▶ _Vorliegender Textauszug_
----------
Verschiedene Kulturen – nicht zuletzt auch die italienische – haben auf das Erscheinungsbild der Stadt eingewirkt, die seit 1980 zum Unesco-Welterbe gehört. Auf den Spuren der Stadtväter befindet man sich indes in jenen Straßenzügen, die samt und sonders Stiegen sind: Dank der gestuften Bauweise konnten Ritter sie auch in voller Montur beschreiten.

Der alte Meister als Ruhepol

Tatsächlich beginnt die Geschichte Vallettas mit dem Johanniterorden, der die Inseln 1530 von Kaiser Karl V. verliehen bekam. Nach einer erfolgreichen Abwehr der Türken ließ Großmeister Jean de la Vallette jene Festungsstadt errichten, die heute als erste europäische Stadt vom Reißbrett gilt. Während Renaissance und Barock erlebte die Stadt eine kulturelle Hochblüte, bis 1798 Napoleon die Johanniter vertrieb – der seinerseits 1814 vor den Briten kapitulieren musste. Eine demokratische Republik innerhalb des Commonwealth ist Malta seit 1964, 2004 trat es der EU bei.
----------
▶ _Die Datensätze_
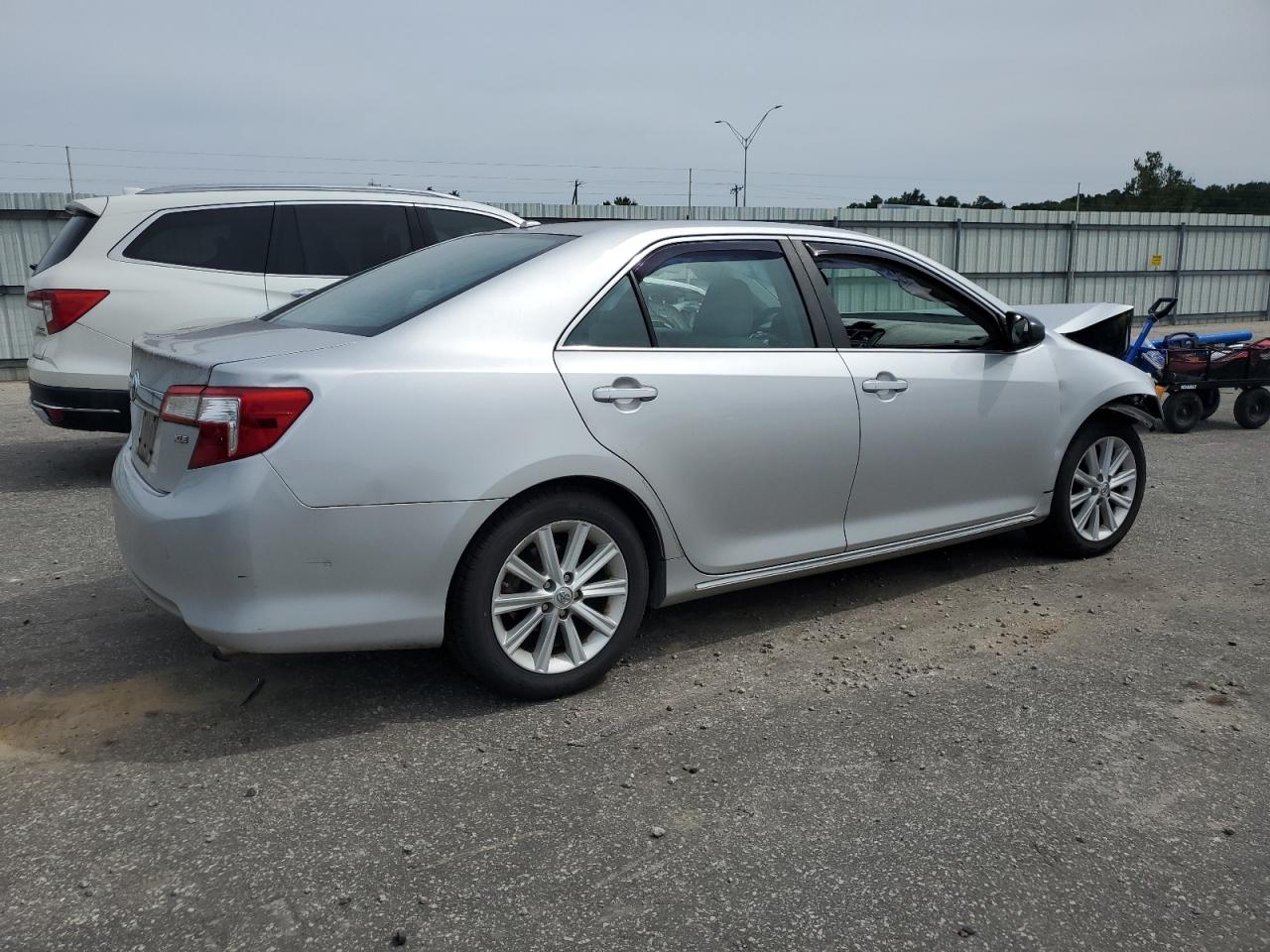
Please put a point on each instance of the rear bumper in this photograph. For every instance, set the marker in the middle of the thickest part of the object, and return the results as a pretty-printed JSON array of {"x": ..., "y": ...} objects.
[
  {"x": 252, "y": 569},
  {"x": 80, "y": 409}
]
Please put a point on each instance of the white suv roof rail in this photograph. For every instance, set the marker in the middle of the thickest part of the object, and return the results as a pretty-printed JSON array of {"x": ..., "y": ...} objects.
[{"x": 183, "y": 189}]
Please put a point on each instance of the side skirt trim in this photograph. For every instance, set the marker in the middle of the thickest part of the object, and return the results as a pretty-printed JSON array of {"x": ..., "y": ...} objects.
[{"x": 871, "y": 553}]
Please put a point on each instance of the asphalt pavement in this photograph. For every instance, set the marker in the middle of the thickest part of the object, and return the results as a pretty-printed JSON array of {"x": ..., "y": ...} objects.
[{"x": 976, "y": 748}]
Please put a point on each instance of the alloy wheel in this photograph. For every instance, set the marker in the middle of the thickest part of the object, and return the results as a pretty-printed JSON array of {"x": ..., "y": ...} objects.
[
  {"x": 1102, "y": 488},
  {"x": 559, "y": 597}
]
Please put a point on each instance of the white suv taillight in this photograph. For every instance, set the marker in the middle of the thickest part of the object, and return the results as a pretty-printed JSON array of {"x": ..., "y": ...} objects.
[
  {"x": 64, "y": 306},
  {"x": 234, "y": 421}
]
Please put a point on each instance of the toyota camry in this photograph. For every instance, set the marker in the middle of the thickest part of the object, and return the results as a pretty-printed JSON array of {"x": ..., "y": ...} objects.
[{"x": 518, "y": 442}]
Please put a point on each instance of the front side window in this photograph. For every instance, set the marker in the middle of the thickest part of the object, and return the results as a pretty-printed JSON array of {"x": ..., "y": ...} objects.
[
  {"x": 884, "y": 303},
  {"x": 447, "y": 222},
  {"x": 724, "y": 295},
  {"x": 335, "y": 240},
  {"x": 221, "y": 239},
  {"x": 372, "y": 302}
]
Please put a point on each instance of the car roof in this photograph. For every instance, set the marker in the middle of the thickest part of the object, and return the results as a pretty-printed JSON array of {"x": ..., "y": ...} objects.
[
  {"x": 189, "y": 195},
  {"x": 656, "y": 230}
]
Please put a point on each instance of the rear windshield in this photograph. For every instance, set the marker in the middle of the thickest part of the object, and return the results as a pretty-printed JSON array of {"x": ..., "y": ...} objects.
[
  {"x": 371, "y": 302},
  {"x": 66, "y": 241}
]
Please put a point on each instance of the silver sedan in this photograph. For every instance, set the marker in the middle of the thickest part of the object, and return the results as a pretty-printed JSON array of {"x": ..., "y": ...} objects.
[{"x": 518, "y": 442}]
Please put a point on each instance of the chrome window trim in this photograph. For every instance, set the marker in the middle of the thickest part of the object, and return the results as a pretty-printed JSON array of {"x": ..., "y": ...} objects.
[
  {"x": 684, "y": 240},
  {"x": 956, "y": 281}
]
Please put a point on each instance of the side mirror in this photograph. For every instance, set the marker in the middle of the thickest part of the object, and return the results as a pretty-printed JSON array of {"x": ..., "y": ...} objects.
[
  {"x": 1023, "y": 331},
  {"x": 1162, "y": 307}
]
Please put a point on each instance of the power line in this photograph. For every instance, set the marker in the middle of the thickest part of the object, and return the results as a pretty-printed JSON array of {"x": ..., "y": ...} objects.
[{"x": 866, "y": 177}]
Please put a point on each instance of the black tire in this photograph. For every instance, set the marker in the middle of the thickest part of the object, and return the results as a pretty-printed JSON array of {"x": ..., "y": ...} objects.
[
  {"x": 1209, "y": 402},
  {"x": 1252, "y": 408},
  {"x": 470, "y": 633},
  {"x": 1058, "y": 534},
  {"x": 1182, "y": 412}
]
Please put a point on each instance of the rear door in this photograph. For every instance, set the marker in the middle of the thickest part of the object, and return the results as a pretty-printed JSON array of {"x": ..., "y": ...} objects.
[
  {"x": 702, "y": 368},
  {"x": 955, "y": 429},
  {"x": 317, "y": 243}
]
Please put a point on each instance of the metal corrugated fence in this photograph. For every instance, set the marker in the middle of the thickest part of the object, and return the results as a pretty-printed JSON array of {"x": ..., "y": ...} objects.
[{"x": 1218, "y": 266}]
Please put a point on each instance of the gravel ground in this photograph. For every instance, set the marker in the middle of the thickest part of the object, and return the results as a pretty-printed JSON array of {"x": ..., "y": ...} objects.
[{"x": 975, "y": 748}]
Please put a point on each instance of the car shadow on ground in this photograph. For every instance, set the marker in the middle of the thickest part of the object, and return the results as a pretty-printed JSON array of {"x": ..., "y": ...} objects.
[
  {"x": 40, "y": 466},
  {"x": 117, "y": 679}
]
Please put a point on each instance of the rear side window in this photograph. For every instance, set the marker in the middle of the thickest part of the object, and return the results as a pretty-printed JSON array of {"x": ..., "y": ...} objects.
[
  {"x": 335, "y": 240},
  {"x": 616, "y": 320},
  {"x": 221, "y": 239},
  {"x": 447, "y": 222},
  {"x": 66, "y": 241},
  {"x": 372, "y": 302}
]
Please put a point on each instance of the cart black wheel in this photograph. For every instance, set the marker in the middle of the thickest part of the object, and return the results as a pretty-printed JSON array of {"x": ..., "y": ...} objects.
[
  {"x": 1252, "y": 408},
  {"x": 1182, "y": 412},
  {"x": 1209, "y": 400},
  {"x": 1097, "y": 492}
]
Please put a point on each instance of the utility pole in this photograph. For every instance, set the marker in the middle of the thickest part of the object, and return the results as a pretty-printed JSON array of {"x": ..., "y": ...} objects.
[{"x": 744, "y": 146}]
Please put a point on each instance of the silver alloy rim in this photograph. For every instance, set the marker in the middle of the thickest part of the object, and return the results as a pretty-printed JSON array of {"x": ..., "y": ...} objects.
[
  {"x": 1102, "y": 489},
  {"x": 559, "y": 597}
]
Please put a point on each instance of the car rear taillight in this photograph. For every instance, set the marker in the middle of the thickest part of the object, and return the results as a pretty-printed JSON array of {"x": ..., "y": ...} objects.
[
  {"x": 63, "y": 307},
  {"x": 234, "y": 421}
]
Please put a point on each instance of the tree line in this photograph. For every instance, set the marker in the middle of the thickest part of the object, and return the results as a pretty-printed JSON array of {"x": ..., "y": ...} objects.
[{"x": 1156, "y": 186}]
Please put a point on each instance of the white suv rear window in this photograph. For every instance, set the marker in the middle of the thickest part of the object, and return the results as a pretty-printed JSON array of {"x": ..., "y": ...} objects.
[{"x": 221, "y": 239}]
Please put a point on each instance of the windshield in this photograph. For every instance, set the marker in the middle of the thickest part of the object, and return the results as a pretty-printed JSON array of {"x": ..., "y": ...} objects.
----------
▶ _Die Aufgabenstellung_
1/ Entscheide für jede der folgenden Aussagen, ob sie mit dem Auszug über Valletta übereinstimmt. Antworte jeweils mit Ja oder Nein und zitiere dazu die ausschlaggebenden Worte wörtlich. (a) Jean de la Vallette ließ die Festungsstadt nach einer erfolgreichen Abwehr der Türken errichten. (b) Der Johanniterorden bekam die Inseln 1530 von Napoleon verliehen. (c) Malta trat 2004 der EU bei.
2/ Führe den Text über die Geschichte Vallettas im selben Stil weiter, beginnend nach seinem letzten Satz.

▶ _Antworten im Einzelnen_
1/
(a) Ja: „Nach einer erfolgreichen Abwehr der Türken ließ Großmeister Jean de la Vallette jene Festungsstadt errichten“.
(b) Nein: „der die Inseln 1530 von Kaiser Karl V. verliehen bekam“.
(c) Ja: „2004 trat es der EU bei“.

2/
Malta kann man gesehen haben, ohne es zu wissen: Die Insel ist ein endloser Quell für Filmkulissen.
Foto: Malcolm Debono/viewingmalta.com

Insgesamt ticken die Uhren hier ein bisschen langsamer. Der Katholizismus zeitigt eben nicht nur bunte Feiern, sondern verzögerte etwa die Gleichstellung homo sexueller Paare bis 2014. Die Vergangenheit trägt zum Nationalstolz indes auch bei, seit die Filmindustrie Malta als Quell spektakulärer Schauplätze für Zeitreisen entdeckt hat.

Als Tourist in Valletta, das 2018 Kulturhauptstadt sein wird, erlebt man solche hautnah. Zum Beispiel, wenn man in St. John’s Co-Cathedral vom barocken Glanz überwältigt wird. Vier Jahre soll der Bau, 100 Jahre die schnörkelvolle Ausstattung des Innenraums gedauert haben. Die Seitenkapellen sind jeweils einer "Zunge", also einer Landsmannschaft des Ordens, gewidmet, den Boden bilden 400 Grabplatten. Die Gewölbebilder aus der Hand Mattia Pretis gelten als dessen Hauptwerk.

St. John’s Co-Cathedral
Foto: viewingmalta.com

Ein Lehrer Pretis sorgt dann für den Höhepunkt in der Kathedrale. Im Oratorium hängt mit Caravaggios Enthauptung Johannes’ das monumentalste Gemälde, das der Meister der Hell-Dunkel-Malerei schuf. Caravaggio war 1607 nach Malta gekommen und kurz darauf zum Ritter ernannt worden, musste die Insel allerdings bald wieder verlassen. In Handgreiflichkeiten soll er verwickelt gewesen sein, bei der ein Ritter verletzt wurde, die genauen Umstände sind allerdings rätselhaft.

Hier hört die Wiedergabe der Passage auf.